> _Exercise description_: Pull out every line of the items below that contains the word "rear", and copy each one unchanged.

(Items from a data source)
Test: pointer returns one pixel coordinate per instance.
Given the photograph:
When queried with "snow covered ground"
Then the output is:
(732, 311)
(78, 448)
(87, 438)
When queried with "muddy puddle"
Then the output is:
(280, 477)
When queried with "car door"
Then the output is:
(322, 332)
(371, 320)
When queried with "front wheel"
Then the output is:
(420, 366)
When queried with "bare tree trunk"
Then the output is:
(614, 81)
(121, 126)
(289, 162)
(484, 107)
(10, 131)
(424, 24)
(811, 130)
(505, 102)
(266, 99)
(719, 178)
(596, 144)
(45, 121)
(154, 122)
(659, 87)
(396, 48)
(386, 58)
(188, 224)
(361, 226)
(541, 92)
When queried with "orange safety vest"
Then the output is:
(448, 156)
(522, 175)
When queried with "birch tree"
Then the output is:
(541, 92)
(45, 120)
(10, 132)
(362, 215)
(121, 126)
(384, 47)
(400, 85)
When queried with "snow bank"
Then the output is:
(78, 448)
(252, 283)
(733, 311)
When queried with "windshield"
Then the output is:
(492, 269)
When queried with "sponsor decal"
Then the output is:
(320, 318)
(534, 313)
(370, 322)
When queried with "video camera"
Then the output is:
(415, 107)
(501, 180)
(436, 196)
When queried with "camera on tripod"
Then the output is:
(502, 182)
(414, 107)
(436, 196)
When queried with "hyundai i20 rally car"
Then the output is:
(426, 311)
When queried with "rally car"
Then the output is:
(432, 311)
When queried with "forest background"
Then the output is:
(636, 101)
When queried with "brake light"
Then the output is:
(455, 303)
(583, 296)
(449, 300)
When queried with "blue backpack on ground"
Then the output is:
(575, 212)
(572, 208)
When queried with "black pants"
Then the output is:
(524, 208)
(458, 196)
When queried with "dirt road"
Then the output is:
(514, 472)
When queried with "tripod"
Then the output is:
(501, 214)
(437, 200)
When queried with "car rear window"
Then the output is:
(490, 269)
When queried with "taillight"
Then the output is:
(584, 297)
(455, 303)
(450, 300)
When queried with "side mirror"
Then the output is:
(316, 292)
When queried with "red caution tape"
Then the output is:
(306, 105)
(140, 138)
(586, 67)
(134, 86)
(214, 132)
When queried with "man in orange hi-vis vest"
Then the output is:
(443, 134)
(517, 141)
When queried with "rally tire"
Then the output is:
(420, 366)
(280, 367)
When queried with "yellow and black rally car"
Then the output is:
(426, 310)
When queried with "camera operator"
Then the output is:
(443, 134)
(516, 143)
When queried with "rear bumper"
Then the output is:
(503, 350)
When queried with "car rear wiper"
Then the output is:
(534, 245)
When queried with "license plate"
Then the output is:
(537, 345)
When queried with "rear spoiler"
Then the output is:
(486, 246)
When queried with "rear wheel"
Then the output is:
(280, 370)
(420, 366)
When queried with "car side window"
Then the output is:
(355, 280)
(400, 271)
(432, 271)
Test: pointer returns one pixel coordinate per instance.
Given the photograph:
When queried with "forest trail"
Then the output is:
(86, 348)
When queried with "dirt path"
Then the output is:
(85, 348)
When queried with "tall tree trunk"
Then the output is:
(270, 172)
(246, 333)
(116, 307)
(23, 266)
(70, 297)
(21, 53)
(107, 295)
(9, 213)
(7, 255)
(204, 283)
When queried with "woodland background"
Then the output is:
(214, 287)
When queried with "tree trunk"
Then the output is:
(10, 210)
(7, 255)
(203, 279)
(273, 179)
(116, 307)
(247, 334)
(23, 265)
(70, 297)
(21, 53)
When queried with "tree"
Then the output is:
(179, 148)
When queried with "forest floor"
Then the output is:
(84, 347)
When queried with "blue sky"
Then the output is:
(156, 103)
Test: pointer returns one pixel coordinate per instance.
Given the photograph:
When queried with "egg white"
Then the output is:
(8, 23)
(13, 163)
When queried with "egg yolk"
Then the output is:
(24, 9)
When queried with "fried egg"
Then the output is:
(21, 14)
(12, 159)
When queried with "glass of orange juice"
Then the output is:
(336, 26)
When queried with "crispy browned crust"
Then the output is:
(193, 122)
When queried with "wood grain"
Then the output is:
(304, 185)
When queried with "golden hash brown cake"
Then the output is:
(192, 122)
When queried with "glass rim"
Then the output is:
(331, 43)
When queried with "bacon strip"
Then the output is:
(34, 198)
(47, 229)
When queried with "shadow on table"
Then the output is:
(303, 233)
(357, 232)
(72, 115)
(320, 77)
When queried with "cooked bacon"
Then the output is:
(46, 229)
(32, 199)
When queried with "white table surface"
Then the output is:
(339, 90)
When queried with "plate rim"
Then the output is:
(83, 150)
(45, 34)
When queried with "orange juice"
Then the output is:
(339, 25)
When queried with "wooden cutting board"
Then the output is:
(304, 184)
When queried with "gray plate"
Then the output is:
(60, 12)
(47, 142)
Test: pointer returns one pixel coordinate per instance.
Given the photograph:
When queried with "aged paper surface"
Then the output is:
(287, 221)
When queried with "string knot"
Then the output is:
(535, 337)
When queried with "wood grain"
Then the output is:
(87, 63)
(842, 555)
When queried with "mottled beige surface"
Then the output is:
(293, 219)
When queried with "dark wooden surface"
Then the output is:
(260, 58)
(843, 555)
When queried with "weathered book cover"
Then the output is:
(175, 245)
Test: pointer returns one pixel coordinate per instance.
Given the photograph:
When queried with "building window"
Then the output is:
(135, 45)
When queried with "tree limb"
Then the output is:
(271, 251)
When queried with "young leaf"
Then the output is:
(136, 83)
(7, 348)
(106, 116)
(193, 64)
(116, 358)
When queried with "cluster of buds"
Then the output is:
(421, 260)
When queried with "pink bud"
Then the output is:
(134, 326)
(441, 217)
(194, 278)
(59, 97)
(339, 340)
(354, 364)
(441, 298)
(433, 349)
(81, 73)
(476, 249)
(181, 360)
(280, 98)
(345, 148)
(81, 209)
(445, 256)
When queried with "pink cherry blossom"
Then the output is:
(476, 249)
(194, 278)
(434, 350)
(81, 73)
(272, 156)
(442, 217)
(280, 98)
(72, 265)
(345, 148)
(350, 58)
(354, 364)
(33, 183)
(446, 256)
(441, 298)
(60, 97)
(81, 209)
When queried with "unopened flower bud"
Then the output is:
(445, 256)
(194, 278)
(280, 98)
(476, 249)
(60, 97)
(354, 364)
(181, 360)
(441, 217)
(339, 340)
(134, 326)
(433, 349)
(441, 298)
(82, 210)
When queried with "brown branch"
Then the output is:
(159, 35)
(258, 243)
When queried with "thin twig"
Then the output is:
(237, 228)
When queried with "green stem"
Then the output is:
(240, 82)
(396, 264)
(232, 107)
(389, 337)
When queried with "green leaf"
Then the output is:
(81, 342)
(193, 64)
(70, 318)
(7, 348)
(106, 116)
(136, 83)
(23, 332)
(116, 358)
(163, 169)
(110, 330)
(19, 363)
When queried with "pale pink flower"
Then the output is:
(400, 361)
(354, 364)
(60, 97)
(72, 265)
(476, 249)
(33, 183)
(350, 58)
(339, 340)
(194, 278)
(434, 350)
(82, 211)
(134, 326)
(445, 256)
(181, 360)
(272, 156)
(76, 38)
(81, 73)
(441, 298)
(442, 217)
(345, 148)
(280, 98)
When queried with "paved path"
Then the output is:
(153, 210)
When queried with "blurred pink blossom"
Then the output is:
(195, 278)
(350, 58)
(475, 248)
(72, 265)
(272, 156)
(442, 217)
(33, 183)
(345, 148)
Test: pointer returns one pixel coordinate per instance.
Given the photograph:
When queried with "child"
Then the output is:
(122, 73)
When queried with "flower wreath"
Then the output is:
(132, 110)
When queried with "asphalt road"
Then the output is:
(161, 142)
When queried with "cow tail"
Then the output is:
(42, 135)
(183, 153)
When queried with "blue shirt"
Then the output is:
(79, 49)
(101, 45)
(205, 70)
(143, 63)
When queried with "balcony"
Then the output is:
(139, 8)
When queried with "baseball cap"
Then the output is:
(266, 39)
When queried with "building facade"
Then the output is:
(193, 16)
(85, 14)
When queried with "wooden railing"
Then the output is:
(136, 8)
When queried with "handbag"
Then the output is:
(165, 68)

> _Exercise answer_:
When queried with "car rear window"
When queried with "rear bumper"
When queried with "car rear wiper"
When queried with "rear spoiler"
When queried with "rear wheel"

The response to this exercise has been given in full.